**Stored data**
· · ·

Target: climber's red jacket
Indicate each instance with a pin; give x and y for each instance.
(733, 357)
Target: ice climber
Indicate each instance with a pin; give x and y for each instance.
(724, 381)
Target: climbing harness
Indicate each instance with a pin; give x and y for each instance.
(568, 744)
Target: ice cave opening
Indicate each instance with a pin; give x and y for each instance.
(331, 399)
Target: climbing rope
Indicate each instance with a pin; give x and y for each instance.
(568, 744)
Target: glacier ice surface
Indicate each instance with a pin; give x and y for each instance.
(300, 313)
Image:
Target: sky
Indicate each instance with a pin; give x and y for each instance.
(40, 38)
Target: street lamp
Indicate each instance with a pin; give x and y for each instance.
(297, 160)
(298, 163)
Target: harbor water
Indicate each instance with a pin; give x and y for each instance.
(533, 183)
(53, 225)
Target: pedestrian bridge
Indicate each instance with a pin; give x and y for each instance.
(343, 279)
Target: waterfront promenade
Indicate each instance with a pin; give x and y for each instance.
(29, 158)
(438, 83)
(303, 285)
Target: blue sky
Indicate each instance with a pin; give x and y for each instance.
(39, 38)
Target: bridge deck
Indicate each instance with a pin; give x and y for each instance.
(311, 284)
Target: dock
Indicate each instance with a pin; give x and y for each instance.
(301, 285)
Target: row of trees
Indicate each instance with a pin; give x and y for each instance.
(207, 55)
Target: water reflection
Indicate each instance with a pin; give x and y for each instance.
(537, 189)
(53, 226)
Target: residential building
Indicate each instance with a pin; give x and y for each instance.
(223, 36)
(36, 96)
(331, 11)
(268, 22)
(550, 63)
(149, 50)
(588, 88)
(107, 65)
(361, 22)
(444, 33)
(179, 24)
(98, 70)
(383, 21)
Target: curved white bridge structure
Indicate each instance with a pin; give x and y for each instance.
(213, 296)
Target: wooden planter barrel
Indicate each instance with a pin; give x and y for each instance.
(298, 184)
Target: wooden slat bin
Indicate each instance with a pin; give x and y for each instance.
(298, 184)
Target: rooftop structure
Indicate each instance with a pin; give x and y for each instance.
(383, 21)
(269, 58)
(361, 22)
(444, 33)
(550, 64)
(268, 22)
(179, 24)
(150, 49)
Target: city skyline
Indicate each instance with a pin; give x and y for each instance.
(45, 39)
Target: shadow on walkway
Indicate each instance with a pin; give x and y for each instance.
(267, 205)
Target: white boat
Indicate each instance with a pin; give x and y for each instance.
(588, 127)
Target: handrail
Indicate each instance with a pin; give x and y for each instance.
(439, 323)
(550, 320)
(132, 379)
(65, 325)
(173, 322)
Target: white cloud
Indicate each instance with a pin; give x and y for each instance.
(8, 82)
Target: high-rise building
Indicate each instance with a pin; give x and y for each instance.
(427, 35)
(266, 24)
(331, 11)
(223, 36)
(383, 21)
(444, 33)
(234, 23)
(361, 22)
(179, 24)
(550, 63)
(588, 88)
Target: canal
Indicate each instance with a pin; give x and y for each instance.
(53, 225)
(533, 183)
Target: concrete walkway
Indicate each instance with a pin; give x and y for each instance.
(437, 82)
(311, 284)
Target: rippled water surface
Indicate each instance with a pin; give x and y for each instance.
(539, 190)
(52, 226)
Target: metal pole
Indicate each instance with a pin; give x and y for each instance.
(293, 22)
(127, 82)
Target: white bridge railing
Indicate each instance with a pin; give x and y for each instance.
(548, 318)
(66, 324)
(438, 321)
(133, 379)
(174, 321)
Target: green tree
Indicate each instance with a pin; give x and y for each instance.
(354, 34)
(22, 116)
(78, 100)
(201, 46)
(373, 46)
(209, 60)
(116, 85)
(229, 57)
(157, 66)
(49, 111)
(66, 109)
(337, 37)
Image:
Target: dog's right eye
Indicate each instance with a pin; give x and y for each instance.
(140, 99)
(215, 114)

· · ·

An identical copy of the preceding records should be returned.

**ANSWER AREA**
Target: climber's red jacket
Indicate each instance with a pin; give x and y for each instance.
(733, 357)
Target: ice climber
Indicate each instance with a pin; give x and y for each instance.
(724, 381)
Target: climbing harness
Indicate each instance with a pin; give x and y for each instance.
(568, 744)
Target: ice cave opening
Indicate each instance with a pin; give x and y for each instance.
(331, 399)
Target: climbing rope
Indicate each instance with a pin; give x and y for each instance.
(568, 744)
Target: glacier ice surface
Indicate each instance with a pin; give x and y for each instance.
(300, 313)
Image:
Target: sky
Indicate each instance with a pin; give x and y for each instance.
(40, 38)
Target: street lamp
Indicate each instance with a pin; give x and y for each instance.
(297, 160)
(298, 163)
Target: harbor water
Indicate each instance with a pin; give x and y for each instance.
(533, 183)
(53, 225)
Target: pedestrian bridge
Indicate each instance with a pin; give x and y for each instance.
(343, 279)
Target: waterfront promenade
Indicate each instance with a pin; give x and y for each instance.
(29, 158)
(438, 83)
(303, 285)
Target: blue sky
Indicate each instance with a pin; give x and y for each instance.
(39, 38)
Target: bridge deck
Indicate each instance with a pin; give x and y for each instance.
(311, 284)
Target: dock
Indicate each instance with a pin; give x and y for each instance.
(301, 285)
Target: row of trees
Indicate each instance with a pin; give x and y for each instance.
(207, 55)
Target: water reflection
Indicate each instance with a pin; give x and y for each instance.
(537, 189)
(53, 226)
Target: residential building
Indicate each instance with a pin; give x and y for each instance.
(223, 36)
(36, 96)
(331, 11)
(268, 22)
(550, 63)
(149, 50)
(588, 88)
(107, 65)
(361, 22)
(444, 33)
(179, 24)
(98, 70)
(383, 21)
Target: curved white bridge structure
Indicate each instance with a pin; give x and y for each instance.
(213, 296)
Target: wooden planter barrel
Indicate each instance with a pin; give x and y for each instance.
(298, 184)
Target: wooden slat bin
Indicate each instance with a pin; give x and y for each instance.
(298, 184)
Target: rooftop structure
Indicate each instance with a pin; give x and y for each instance.
(383, 21)
(269, 58)
(361, 22)
(444, 33)
(550, 64)
(268, 22)
(179, 24)
(150, 49)
Target: city skyline
Indicate each instance with a pin; give x and y for each instance.
(45, 39)
Target: shadow on walkway
Indicate each instance with a pin; give x and y for each instance.
(267, 205)
Target: white boat
Indicate each instance with a pin; give x and y for each instance.
(588, 127)
Target: handrail
Indicate each instance with a pin; give x and y for each instance.
(439, 323)
(550, 320)
(132, 379)
(65, 325)
(173, 322)
Target: white cloud
Indicate each instance with a pin; give x and y for each instance.
(8, 82)
Target: high-rise building
Indicate each instance with a pin; give x and y for each instance.
(427, 35)
(266, 24)
(331, 11)
(223, 36)
(383, 21)
(444, 33)
(234, 23)
(361, 22)
(179, 24)
(550, 63)
(588, 88)
Target: canal
Indicate each instance with a pin; give x and y for each instance.
(53, 225)
(533, 183)
Target: concrete walkway
Indicate each instance with a pin; give x and y for each instance.
(437, 82)
(311, 284)
Target: rippled water surface
Indicate each instance with a pin; give x and y for each instance.
(539, 190)
(52, 226)
Target: metal pole
Indicate each instance with a pin; give x and y for each instance.
(293, 22)
(127, 82)
Target: white bridge railing
Indicate each instance with a pin; give x and y for each instance.
(548, 318)
(66, 324)
(438, 321)
(133, 379)
(174, 321)
Target: green tree
Indicate each instance with a pin; give x and y for each instance.
(354, 34)
(22, 116)
(78, 100)
(201, 46)
(373, 46)
(209, 60)
(116, 85)
(229, 57)
(157, 66)
(49, 111)
(66, 109)
(337, 37)
Image:
Target: dog's right eye
Indicate each instance with a pin; give x and y for each instance.
(140, 99)
(215, 114)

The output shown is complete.